Requirements —
**1)** Please answer these questions from the passage on measuring the value of AI, one line each:
(a) According to traditional ROI frameworks, how is value created?
(b) What share of CEOs and board members agree that prospective board members should show a measurable understanding of how AI can reshape their industry?
(c) What does escaping the metric trap require?
**2)** Carry the passage on measuring the value of AI forward from its final sentence.

Quoted passage —
========================

Traditional ROI frameworks assume that value is created by substituting technology for labour, that the benefits are visible quickly, and that they can be captured in financial metrics. AI does not work this way. Its most significant value is created by augmenting human judgment, by enabling decisions that were previously impossible, and by building organisational capabilities that compound over time. These benefits are real, but they are invisible to traditional measurement frameworks.
The leaders who will navigate this transition successfully are those who are willing to do the harder work: defining success in terms of business outcomes rather than technology adoption, building measurement systems that capture leading indicators alongside lagging ones, and making the case to their boards and CFOs for a more sophisticated understanding of what AI value looks like.
As the BCG survey makes clear, 80% of both CEOs and board members agree that prospective board members should be required to demonstrate a measurable understanding of how AI can reshape their industry. That is a remarkable level of consensus. The question is whether that consensus translates into the kind of AI literacy that changes how value is defined and measured at the top of organisations — or whether it remains, like so many AI strategies, more for show than for guidance.
The metric trap is not inevitable. But escaping it requires a deliberate choice: to measure what matters, not what is easy to count.

========================

Provided information —
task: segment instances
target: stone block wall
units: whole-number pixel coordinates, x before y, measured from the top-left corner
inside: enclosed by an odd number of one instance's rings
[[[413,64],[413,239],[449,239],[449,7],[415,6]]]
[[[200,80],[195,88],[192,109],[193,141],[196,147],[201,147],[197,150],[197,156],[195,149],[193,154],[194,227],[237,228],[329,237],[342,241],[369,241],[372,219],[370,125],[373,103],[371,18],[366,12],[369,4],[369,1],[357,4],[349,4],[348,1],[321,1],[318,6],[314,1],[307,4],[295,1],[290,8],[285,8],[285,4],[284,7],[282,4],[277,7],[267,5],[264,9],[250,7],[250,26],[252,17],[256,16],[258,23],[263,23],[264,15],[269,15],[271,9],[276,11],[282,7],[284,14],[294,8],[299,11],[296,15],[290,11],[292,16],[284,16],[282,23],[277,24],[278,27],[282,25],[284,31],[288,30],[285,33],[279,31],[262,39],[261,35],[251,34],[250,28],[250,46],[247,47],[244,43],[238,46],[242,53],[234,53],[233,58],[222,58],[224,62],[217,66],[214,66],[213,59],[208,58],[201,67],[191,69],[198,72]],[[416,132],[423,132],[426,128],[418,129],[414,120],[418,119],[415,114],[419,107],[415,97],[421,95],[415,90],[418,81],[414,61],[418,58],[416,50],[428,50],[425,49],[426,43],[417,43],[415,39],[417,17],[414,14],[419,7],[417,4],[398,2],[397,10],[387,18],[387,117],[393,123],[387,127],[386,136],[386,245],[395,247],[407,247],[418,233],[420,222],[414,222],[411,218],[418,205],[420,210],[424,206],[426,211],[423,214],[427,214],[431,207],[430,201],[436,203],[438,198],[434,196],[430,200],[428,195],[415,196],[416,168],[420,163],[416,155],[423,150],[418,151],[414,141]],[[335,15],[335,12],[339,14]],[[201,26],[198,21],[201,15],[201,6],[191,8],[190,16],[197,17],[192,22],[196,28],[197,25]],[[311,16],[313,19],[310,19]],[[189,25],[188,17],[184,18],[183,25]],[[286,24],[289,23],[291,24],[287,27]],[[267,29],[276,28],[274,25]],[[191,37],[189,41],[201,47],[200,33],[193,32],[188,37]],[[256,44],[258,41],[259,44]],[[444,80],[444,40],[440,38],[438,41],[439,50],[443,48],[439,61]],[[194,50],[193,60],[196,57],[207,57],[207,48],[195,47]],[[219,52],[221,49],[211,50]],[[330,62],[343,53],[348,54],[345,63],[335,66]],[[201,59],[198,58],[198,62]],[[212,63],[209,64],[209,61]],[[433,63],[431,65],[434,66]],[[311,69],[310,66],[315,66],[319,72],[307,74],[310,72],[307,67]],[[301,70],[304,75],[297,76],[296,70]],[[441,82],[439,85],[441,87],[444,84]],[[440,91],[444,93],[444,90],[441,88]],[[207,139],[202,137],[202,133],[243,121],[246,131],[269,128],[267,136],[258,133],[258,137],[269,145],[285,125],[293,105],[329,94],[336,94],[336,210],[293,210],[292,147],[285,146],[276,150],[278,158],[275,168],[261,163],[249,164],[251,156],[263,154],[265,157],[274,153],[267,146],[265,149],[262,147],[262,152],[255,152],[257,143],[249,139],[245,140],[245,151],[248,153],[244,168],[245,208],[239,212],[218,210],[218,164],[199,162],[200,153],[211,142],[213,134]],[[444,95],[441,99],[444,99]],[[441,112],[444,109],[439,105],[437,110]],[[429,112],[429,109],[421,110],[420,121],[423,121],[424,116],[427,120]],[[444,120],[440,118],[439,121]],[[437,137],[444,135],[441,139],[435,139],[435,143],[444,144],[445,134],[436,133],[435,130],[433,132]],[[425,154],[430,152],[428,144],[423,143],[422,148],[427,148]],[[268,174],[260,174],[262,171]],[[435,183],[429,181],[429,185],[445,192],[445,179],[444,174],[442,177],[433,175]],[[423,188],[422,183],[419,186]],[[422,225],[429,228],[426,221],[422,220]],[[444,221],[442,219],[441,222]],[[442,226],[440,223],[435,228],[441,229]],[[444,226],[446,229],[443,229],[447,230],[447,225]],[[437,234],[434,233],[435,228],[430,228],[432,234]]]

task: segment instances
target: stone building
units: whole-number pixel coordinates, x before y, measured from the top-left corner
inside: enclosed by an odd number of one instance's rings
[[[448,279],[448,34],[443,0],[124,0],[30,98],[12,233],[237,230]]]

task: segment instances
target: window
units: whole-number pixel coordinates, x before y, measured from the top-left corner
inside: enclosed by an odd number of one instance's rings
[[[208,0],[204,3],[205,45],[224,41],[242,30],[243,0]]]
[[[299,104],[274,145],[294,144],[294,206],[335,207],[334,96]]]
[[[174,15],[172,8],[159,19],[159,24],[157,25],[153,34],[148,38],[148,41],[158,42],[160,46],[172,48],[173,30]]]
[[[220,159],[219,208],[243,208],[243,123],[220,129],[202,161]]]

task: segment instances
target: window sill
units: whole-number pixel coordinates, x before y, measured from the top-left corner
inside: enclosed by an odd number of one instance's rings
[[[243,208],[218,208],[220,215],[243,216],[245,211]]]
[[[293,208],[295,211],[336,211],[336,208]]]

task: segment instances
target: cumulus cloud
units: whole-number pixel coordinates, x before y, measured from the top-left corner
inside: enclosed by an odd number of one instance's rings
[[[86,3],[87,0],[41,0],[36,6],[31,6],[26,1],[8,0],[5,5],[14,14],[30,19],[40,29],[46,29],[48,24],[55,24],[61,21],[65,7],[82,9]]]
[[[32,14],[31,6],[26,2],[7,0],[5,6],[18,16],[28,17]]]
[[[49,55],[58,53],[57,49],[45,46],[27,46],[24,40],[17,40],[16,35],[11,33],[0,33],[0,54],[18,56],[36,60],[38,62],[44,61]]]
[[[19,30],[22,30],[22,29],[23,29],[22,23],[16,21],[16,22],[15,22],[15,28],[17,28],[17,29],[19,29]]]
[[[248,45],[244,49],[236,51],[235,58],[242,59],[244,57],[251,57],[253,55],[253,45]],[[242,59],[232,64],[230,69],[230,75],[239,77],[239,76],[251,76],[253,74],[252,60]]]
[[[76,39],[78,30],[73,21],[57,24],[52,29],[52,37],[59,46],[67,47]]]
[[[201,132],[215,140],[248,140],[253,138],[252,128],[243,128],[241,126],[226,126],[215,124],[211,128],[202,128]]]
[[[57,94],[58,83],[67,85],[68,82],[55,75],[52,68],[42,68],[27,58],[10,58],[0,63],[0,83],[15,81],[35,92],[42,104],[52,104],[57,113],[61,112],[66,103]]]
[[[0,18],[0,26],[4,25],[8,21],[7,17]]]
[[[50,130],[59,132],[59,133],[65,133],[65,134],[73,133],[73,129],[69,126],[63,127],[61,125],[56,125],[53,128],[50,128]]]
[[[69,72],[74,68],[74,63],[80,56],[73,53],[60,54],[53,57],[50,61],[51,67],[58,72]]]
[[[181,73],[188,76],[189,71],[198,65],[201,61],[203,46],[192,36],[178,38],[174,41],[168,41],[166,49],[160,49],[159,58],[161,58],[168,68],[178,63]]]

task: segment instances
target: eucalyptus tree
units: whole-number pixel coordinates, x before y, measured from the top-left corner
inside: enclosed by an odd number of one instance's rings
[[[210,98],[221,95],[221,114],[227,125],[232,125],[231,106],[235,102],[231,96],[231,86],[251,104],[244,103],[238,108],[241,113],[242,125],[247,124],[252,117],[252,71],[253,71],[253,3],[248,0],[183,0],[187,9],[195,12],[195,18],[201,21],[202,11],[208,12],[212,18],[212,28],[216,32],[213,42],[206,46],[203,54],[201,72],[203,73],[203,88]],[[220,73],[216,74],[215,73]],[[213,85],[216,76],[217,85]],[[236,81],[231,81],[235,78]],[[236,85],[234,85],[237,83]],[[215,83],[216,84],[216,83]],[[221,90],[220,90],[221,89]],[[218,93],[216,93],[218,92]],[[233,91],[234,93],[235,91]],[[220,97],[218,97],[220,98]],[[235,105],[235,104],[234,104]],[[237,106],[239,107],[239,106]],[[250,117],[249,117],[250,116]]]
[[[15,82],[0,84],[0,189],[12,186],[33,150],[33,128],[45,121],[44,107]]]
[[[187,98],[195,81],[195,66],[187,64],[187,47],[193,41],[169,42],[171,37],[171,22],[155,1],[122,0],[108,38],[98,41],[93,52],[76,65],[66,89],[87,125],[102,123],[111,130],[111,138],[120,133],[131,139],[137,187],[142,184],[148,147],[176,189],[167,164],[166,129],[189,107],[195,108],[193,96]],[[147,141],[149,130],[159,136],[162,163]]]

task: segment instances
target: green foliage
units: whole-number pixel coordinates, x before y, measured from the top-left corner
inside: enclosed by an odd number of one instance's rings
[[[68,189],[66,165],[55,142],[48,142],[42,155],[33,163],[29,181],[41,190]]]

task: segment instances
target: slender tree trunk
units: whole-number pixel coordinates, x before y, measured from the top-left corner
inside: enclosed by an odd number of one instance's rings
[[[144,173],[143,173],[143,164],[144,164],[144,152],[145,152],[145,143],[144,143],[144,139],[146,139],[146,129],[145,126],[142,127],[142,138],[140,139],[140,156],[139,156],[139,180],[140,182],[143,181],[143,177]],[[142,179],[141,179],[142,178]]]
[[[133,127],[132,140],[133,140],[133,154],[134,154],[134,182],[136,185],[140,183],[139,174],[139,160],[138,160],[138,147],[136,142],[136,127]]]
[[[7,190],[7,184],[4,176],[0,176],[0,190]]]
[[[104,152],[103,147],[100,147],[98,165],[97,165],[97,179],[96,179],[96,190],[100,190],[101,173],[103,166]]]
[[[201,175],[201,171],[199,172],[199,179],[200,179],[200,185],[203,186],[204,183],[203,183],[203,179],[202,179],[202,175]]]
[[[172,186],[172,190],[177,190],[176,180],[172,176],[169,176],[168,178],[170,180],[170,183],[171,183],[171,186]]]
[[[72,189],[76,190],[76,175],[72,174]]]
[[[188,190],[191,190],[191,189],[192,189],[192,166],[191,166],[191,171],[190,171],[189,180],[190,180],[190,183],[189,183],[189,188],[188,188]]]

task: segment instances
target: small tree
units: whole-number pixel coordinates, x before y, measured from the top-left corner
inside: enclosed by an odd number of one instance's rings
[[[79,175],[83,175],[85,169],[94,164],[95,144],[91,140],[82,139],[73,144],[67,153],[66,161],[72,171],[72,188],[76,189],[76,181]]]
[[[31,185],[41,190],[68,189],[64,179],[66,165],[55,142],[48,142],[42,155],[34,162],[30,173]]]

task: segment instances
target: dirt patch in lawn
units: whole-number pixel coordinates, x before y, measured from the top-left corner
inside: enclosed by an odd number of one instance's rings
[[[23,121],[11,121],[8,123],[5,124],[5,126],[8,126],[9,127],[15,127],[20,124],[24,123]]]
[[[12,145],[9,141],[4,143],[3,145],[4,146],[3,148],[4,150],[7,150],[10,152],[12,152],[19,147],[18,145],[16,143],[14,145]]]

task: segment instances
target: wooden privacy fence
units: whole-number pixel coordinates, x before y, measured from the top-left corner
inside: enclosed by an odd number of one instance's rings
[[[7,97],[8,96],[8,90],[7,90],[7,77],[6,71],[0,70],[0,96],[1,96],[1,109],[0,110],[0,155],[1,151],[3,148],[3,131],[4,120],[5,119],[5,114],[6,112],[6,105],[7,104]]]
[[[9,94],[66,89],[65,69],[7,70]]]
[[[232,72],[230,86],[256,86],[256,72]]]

========================

Answers given —
**1)**
(a) By substituting technology for labor.
(b) 80%.
(c) A deliberate choice to measure what matters, not what is easy to count.

**2)**
"The advantage won't come from adoption alone — but from how well organisations connect that adoption to real business impact, and how quickly they learn and scale what works." — Alysa Taylor, Microsoft
THREE QUESTIONS FOR YOUR NEXT LEADERSHIP MEETING
What is the one business outcome you most want AI to move in the next 12 months? Have you defined the leading indicators that will tell you, in 60 days, whether you are on track?
Are you measuring AI adoption (activity) or AI impact (outcomes)? What would you need to change to shift from one to the other?
Who are your AI super-users? What are they doing differently — and how fast is that spreading to the rest of the organisation?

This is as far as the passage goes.